→ **DOCUMENTO**
——————

Autor de 17 livros e mais de 400 artigos de periódicos, bem como uma peça que explora o significado do infinito, Barrow é talvez mais conhecido como co-autor, com o físico matemático da Universidade de Tulane, Frank Tipler, do livro de 1986 O Princípio Cosmológico Antrópico, no qual ele investigou se a Terra está realmente ajustada para a vida. Revisando o livro para o The New York Times, o famoso jornalista científico Timothy Ferris escreveu: “Fiquei furioso com ele, discordei dele e adorei lê-lo”.
No ensaio a seguir, escrito por ocasião de ganhar o Prêmio Templeton, Barrow reflete sobre a majestade da natureza, nosso conhecimento cada vez maior do universo e por que a religião deve sempre ter um lugar à mesa com a ciência.
Há pouco mais de um ano eu estava em uma grande igreja — a Basílica de São Marcos em Veneza. Seu antecessor foi erguido no ano de 832 para abrigar os restos mortais de São Marcos, o Evangelista, que supostamente havia sido trazido de Alexandria para Veneza quatro anos antes por dois mercadores venezianos. Eles teriam escondido os restos mortais do santo martirizado sob camadas de carne de porco para evitar as atenções dos funcionários da alfândega muçulmana.

——————

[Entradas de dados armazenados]
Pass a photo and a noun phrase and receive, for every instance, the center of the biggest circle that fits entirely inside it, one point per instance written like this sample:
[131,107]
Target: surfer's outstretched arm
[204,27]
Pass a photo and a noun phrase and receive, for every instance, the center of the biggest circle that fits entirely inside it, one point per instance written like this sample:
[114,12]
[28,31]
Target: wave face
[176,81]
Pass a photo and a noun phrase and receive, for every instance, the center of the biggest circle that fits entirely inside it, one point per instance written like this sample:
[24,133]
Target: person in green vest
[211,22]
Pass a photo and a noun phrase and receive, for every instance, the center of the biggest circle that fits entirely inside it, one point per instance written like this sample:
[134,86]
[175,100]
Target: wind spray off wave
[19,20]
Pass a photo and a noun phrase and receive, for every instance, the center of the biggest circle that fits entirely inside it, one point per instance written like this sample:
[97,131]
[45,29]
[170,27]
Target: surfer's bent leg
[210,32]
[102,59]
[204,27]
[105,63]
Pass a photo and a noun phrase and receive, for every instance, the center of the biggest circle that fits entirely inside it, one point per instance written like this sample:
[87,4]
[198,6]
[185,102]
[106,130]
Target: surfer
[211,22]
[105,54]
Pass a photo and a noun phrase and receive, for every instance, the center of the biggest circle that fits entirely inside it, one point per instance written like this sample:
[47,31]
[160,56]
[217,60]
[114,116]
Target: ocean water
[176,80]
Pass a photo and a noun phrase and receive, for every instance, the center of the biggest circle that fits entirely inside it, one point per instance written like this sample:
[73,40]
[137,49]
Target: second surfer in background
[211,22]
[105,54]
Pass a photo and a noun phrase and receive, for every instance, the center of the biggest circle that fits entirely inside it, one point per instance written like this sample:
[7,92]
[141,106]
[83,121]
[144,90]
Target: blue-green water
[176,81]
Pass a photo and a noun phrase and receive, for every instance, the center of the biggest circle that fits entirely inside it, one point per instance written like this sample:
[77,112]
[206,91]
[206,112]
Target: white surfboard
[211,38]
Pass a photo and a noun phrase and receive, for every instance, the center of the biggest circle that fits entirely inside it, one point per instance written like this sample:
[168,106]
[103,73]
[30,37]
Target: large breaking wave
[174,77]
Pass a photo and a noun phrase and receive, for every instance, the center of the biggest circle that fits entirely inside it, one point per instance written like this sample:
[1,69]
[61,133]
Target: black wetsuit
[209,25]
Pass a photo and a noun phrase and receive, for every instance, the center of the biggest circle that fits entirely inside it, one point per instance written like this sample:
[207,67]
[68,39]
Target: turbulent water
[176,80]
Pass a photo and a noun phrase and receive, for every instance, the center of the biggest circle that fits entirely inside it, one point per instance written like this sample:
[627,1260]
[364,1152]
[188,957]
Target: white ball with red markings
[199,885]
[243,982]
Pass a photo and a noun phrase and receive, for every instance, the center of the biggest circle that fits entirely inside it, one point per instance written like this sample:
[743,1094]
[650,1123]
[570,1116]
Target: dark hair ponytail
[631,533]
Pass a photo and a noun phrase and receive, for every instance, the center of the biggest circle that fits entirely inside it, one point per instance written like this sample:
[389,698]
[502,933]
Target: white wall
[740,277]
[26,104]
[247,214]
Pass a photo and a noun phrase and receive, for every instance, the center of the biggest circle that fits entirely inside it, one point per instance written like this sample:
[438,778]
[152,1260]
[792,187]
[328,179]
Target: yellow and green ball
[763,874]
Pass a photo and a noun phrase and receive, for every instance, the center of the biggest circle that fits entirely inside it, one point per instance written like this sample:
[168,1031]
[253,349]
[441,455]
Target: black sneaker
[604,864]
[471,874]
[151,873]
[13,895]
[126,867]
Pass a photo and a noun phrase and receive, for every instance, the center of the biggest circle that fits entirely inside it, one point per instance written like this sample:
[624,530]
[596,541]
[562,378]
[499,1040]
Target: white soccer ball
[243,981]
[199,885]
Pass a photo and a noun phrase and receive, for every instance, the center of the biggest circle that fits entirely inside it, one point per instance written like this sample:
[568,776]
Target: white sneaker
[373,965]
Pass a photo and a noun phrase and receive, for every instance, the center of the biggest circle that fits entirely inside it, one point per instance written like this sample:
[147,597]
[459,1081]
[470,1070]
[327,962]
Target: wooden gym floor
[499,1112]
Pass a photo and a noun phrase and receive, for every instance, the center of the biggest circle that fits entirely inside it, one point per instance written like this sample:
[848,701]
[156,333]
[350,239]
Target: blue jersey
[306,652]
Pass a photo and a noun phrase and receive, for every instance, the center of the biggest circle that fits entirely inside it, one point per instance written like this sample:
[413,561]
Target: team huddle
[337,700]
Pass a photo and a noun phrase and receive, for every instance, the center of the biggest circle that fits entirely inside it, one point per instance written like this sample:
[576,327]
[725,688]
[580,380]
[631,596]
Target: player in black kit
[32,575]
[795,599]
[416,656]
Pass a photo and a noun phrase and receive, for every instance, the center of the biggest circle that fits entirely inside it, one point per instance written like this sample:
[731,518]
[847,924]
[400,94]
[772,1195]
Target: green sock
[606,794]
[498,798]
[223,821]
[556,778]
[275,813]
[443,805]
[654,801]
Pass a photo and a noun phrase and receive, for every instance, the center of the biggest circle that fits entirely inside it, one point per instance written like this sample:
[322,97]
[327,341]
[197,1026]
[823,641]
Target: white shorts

——————

→ **PEDIDO DADO 1**
Responda, por favor, com base no texto:
(a) Quantos livros Barrow escreveu?
(b) Em que ano foi erguido o antecessor da Basílica de São Marcos?
(c) De que cidade os restos mortais de São Marcos teriam sido trazidos para Veneza?
→ **PEDIDO DADO 2**
Reescreva o trecho do texto entre "Autor de 17" e "com a ciência.", inclusive, trocando "Barrow" por "o cosmólogo".
→ **PEDIDO DADO 3**
Resuma o texto em duas frases.

→ **RESPOSTA 1**
(a) 17 livros.
(b) No ano de 832.
(c) De Alexandria.

→ **RESPOSTA 2**
Autor de 17 livros e mais de 400 artigos de periódicos, bem como uma peça que explora o significado do infinito, o cosmólogo é talvez mais conhecido como co-autor, com o físico matemático da Universidade de Tulane, Frank Tipler, do livro de 1986 O Princípio Cosmológico Antrópico, no qual ele investigou se a Terra está realmente ajustada para a vida. Revisando o livro para o The New York Times, o famoso jornalista científico Timothy Ferris escreveu: “Fiquei furioso com ele, discordei dele e adorei lê-lo”.
No ensaio a seguir, escrito por ocasião de ganhar o Prêmio Templeton, o cosmólogo reflete sobre a majestade da natureza, nosso conhecimento cada vez maior do universo e por que a religião deve sempre ter um lugar à mesa com a ciência.

→ **RESPOSTA 3**
Barrow, autor de 17 livros e mais de 400 artigos, é mais conhecido como coautor, com Frank Tipler, de O Princípio Cosmológico Antrópico, de 1986, livro que investiga se a Terra está realmente ajustada para a vida. Em um ensaio escrito ao ganhar o Prêmio Templeton, ele reflete sobre a majestade da natureza e o lugar da religião ao lado da ciência, e recorda ter estado, há pouco mais de um ano, na Basílica de São Marcos, em Veneza.